Excerpted passage
'''

I just can’t stand by seeing people’s lives being completely destroyed by a capricious weather. My shout for help didn’t remain unanswered. My dear friend (and incredible author) Jeffery Moore decided to contribute to the cause. I sent Mama $210. She can buy close to 1000 loaves of bread and send them to the village. My cousin will deliver the bread by truck. I just pray he doesn’t get stuck in the snow… I wish I could do more, but that’s about all I can spare.

What is your Random Act of Kindness?

The beginning of “A World Apart”

8 Dec

The story of “A World Apart” goes back to the end of 2002. It all started with some headlines in a Romanian newspaper announcing the Romanian government signed an agreement with the US government to grant complete access to one of the airbases at the Black Sea. The base was strategic in the war against Iraq starting several months later, in March of 2003. It housed thousands of US soldiers on their way to Iraq, as well as provided medical assistance to victims returning from the front line, too weak  or unstable to be transferred directly to the US or other European countries where US has several military bases. Along with other facilities, the military base has several runways and airplane sheds as well as a medical center.

'''

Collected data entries
'''

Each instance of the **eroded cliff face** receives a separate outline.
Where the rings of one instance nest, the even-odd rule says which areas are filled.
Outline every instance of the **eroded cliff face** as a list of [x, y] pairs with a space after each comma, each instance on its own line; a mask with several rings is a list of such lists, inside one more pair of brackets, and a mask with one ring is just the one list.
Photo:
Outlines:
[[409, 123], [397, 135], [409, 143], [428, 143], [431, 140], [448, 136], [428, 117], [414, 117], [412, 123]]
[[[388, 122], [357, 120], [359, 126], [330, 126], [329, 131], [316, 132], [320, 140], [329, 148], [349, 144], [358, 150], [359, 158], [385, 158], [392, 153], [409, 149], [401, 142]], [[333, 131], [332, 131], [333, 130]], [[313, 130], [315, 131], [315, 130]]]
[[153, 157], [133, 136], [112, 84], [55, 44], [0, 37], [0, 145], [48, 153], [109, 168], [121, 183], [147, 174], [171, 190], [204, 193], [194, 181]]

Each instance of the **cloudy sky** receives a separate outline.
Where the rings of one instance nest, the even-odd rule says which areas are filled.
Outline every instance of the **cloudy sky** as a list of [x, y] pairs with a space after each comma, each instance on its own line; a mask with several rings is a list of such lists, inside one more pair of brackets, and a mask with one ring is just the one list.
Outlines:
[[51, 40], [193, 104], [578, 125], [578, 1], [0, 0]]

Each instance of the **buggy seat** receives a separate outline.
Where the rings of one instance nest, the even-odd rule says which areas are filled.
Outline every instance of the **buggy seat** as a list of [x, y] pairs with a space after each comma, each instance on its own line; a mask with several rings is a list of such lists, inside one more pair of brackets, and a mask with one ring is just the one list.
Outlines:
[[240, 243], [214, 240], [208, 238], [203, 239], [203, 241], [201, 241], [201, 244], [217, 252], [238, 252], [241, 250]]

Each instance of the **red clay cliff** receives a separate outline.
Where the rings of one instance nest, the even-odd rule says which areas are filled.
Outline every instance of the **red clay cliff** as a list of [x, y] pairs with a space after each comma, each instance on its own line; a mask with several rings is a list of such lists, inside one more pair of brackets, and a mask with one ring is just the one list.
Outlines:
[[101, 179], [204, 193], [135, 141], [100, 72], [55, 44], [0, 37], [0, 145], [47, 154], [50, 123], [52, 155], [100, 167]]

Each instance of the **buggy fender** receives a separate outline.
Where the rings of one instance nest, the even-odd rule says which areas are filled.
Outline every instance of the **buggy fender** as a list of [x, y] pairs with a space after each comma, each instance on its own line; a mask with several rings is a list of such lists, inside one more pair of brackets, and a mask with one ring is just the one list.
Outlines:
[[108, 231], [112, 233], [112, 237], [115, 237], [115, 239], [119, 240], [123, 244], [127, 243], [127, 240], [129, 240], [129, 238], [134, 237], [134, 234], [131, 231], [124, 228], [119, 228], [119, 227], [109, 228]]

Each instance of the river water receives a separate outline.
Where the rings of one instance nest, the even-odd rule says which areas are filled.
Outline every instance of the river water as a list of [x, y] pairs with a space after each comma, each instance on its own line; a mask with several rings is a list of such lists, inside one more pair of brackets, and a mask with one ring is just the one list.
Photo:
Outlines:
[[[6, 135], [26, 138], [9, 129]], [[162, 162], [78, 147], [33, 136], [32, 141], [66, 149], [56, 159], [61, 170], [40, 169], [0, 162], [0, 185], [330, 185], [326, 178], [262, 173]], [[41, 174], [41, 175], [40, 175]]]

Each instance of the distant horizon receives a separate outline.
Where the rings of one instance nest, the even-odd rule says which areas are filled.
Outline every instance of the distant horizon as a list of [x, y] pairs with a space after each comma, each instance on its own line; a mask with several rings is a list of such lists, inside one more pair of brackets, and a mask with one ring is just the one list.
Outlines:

'''

What you are asked to do
In the blog excerpt, reproduce verbatim the stretch from "The beginning of" through "a medical center.".

Response box
The beginning of “A World Apart”

8 Dec

The story of “A World Apart” goes back to the end of 2002. It all started with some headlines in a Romanian newspaper announcing the Romanian government signed an agreement with the US government to grant complete access to one of the airbases at the Black Sea. The base was strategic in the war against Iraq starting several months later, in March of 2003. It housed thousands of US soldiers on their way to Iraq, as well as provided medical assistance to victims returning from the front line, too weak  or unstable to be transferred directly to the US or other European countries where US has several military bases. Along with other facilities, the military base has several runways and airplane sheds as well as a medical center.